SOURCE EXCERPT:
-------

SDG&E's system-average rate will be frozen at the June 10, 1996, levels
of 9.64 cents per kwh, except for the impact of fuel-cost changes and the
10-percent rate reduction described above. Beginning in 1998, system-
average rates were fixed at 9.43 cents per kwh, which includes the
maximum permitted increase related to fuel-cost increases and the
mandatory rate reduction.
In early 1999, SDG&E filed with the CPUC for an interim mechanism to
deal with electric rates after the rate freeze ends, noting the
possibility that the SDG&E rate freeze could end in 1999.
As discussed in Note 2, SDG&E has been accounting for the economic
effects of regulation in accordance with SFAS No. 71. The SEC indicated a
concern that California's investor-owned utilities (IOUs) may not meet
the criteria of SFAS No. 71 with respect to their electric-generation
regulatory assets. SDG&E has ceased the application of SFAS No. 71 to its
generation business, in accordance with the conclusion of the Emerging
Issues Task Force of the Financial Accounting Standards Board that the
application of SFAS 71 should be discontinued when legislation is issued
that determines that a portion of an entity's business will no longer be
subject to traditional cost-of-service regulation. The discontinuance of
SFAS No. 71 applied to the IOUs' generation business did not result in a
write-off of their net regulatory assets since the CPUC has approved the
recovery of these assets by the distribution portion of their operations,
subject to the rate freeze.
In October 1997, the FERC approved key elements of the California
IOUs' restructuring proposal. This included the transfer by the IOUs of
the operational control of their transmission facilities to the ISO,
which is under FERC jurisdiction. The FERC also approved the
establishment of the California PX to operate as an independent wholesale
power pool. The IOUs pay to the PX an upfront restructuring charge (in
four annual installments) and an administrative-usage charge for each
megawatt hour of volume transacted. SDG&E's share of the restructuring
charge is approximately $10 million, which is being recovered as a
transition cost. The IOUs have guaranteed $300 million of commercial
loans to the ISO and PX for their development and initial start-up.

-------

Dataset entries
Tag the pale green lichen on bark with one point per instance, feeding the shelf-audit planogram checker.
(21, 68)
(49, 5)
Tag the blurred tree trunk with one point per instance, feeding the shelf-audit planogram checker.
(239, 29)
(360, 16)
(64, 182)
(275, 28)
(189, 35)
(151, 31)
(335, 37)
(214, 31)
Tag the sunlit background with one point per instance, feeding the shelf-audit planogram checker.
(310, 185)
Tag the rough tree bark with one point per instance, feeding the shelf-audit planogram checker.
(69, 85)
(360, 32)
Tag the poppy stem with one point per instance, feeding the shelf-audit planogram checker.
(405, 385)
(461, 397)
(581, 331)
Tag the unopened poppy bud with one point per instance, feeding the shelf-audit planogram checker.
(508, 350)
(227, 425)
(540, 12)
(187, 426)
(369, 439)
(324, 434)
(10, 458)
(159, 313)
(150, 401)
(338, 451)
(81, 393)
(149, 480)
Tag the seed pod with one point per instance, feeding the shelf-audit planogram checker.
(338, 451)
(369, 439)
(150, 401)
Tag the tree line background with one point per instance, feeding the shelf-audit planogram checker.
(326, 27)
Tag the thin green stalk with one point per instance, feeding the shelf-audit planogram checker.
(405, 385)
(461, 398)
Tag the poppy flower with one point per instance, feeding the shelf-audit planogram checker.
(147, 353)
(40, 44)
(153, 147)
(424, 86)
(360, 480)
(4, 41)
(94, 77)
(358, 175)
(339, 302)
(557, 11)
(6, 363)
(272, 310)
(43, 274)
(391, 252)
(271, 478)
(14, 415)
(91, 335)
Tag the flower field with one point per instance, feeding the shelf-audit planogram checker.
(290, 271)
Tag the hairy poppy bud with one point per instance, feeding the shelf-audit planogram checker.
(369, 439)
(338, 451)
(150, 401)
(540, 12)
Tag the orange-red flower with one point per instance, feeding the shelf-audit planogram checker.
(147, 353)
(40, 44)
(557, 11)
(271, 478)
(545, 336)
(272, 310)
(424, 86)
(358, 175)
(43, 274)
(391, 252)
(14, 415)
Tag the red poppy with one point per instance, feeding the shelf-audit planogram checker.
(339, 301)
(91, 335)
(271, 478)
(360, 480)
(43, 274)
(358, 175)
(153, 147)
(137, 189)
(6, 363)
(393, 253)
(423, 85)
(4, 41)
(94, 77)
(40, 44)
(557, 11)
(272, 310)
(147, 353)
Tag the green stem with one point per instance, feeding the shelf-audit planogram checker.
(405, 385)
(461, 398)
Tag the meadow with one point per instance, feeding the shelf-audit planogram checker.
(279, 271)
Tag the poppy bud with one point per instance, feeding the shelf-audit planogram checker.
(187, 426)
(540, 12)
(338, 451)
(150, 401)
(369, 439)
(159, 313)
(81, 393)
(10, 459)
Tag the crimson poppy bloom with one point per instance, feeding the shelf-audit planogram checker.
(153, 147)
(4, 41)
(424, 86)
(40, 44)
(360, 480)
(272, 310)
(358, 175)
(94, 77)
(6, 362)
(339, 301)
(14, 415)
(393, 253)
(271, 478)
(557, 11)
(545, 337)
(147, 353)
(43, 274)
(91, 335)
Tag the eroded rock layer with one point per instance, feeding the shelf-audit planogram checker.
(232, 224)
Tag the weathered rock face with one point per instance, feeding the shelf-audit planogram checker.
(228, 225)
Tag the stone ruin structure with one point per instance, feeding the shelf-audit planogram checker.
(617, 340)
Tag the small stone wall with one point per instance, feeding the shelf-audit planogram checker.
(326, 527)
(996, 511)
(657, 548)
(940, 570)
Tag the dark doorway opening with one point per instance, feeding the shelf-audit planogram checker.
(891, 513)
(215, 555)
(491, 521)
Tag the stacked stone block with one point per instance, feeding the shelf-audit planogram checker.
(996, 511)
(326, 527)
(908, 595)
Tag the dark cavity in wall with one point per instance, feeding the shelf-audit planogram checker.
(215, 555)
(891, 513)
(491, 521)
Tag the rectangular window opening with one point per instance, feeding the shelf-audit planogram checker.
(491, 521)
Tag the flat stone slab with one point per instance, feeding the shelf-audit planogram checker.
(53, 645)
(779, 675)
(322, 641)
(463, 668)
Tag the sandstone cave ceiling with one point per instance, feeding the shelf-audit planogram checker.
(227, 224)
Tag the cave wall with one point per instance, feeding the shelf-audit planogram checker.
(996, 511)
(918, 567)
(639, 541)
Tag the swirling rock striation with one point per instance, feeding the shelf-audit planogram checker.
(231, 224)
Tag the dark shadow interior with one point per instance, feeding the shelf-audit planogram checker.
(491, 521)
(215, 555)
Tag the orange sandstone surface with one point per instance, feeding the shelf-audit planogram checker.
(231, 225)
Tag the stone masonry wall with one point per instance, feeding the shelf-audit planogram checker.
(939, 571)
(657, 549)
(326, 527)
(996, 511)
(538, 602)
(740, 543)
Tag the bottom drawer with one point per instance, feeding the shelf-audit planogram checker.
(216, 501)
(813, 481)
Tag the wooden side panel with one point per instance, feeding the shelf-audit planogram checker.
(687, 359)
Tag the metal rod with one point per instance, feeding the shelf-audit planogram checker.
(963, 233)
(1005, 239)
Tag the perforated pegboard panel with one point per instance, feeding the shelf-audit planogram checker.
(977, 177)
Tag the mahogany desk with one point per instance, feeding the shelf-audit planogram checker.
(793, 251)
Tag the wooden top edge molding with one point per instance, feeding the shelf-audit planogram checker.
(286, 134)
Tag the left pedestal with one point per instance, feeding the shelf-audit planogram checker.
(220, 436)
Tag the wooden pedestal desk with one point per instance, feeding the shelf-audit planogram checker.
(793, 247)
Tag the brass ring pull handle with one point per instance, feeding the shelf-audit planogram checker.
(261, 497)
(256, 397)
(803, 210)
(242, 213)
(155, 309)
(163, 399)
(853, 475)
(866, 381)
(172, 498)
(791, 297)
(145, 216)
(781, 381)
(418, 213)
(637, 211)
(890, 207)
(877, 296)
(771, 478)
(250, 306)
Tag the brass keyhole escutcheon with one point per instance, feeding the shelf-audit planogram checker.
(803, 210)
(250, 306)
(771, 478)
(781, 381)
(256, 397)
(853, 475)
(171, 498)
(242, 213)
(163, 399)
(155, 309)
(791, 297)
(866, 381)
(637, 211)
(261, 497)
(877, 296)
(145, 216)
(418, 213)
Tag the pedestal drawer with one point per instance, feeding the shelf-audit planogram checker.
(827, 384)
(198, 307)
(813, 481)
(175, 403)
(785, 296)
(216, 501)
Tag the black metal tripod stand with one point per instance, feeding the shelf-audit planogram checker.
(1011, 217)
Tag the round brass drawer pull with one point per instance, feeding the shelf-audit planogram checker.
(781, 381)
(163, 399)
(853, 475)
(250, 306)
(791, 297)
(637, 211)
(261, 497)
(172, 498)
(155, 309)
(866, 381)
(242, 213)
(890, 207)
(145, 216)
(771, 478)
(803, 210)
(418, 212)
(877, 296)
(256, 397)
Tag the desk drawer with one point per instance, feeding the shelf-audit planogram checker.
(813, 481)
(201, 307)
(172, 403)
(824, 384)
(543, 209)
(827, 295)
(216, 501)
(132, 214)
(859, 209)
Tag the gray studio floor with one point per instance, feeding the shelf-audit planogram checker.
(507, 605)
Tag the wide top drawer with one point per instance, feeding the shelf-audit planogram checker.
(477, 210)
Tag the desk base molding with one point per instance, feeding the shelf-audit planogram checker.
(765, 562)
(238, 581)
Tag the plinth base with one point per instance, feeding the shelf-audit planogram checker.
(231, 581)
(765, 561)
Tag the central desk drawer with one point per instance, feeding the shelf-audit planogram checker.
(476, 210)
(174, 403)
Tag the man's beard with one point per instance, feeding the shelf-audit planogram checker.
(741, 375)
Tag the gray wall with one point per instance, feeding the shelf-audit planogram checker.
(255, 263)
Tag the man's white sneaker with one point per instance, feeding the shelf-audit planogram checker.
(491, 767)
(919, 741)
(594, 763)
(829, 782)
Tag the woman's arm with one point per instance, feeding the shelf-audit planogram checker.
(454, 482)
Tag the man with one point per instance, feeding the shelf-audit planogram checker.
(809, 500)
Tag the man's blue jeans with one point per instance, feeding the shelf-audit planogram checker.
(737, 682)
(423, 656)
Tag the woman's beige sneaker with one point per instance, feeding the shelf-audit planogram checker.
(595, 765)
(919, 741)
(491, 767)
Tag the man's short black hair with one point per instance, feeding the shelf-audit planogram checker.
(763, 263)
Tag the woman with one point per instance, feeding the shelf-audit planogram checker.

-------

REQUESTS:
#1 Collect every line of the records that contains the string "green".
#2 Continue the excerpt on SDG&E's rates and California utility restructuring from its last sentence.
The records have no connection to the text about SDG&E's electric rates and utility restructuring.

OUTPUTS BY TASK:
#1
Tag the pale green lichen on bark with one point per instance, feeding the shelf-audit planogram checker.
Tag the thin green stalk with one point per instance, feeding the shelf-audit planogram checker.
Tag the green stem with one point per instance, feeding the shelf-audit planogram checker.

#2
SDG&E's share of the guarantee is $30 million.
Thus far, electric-industry deregulation has been confined to
generation. Transmission and distribution have remained subject to
traditional cost-of-service regulation. However, the CPUC is exploring
the possibility of opening up electric distribution to competition.
During 1999, the CPUC will be conducting a rulemaking, one objective of
which may be to develop a coordinated proposal for the state legislature
regarding how various distribution competition issues should be
addressed. SDG&E and SoCalGas will actively participate in this effort.
Gas Industry Restructuring
The natural gas industry experienced an initial phase of restructuring
during the 1980s by deregulating gas sales to noncore customers. On
January 21, 1998, the CPUC released a staff report initiating a project
to assess the current market and regulatory framework for California's
natural gas industry. The general goals of the plan are to consider
reforms to the current regulatory framework emphasizing market-oriented
policies benefiting California natural gas consumers.
On August 25, 1998, California adopted a law prohibiting the CPUC
from enacting any natural gas industry restructuring decision for
customers prior to January 1, 2000. During the implementation moratorium,
the CPUC will hold hearings throughout the state and intends to give the
California Legislature a report for its review detailing specific
recommendations for changing the natural gas market within California.
SDG&E and SoCalGas will actively participate in this effort.
Performance-Based Regulation (PBR)
To promote efficient operations and improved productivity and to move
away from reasonableness reviews and disallowances, the CPUC has been
directing utilities to use PBR. PBR has replaced the general rate case
and certain other regulatory proceedings for both SoCalGas and SDG&E.
Under PBR, regulators require future income potential to be tied to
achieving or exceeding specific performance and productivity measures, as
well as cost reductions, rather than relying solely on expanding utility
rate base in a market where a utility already has a highly developed
infrastructure.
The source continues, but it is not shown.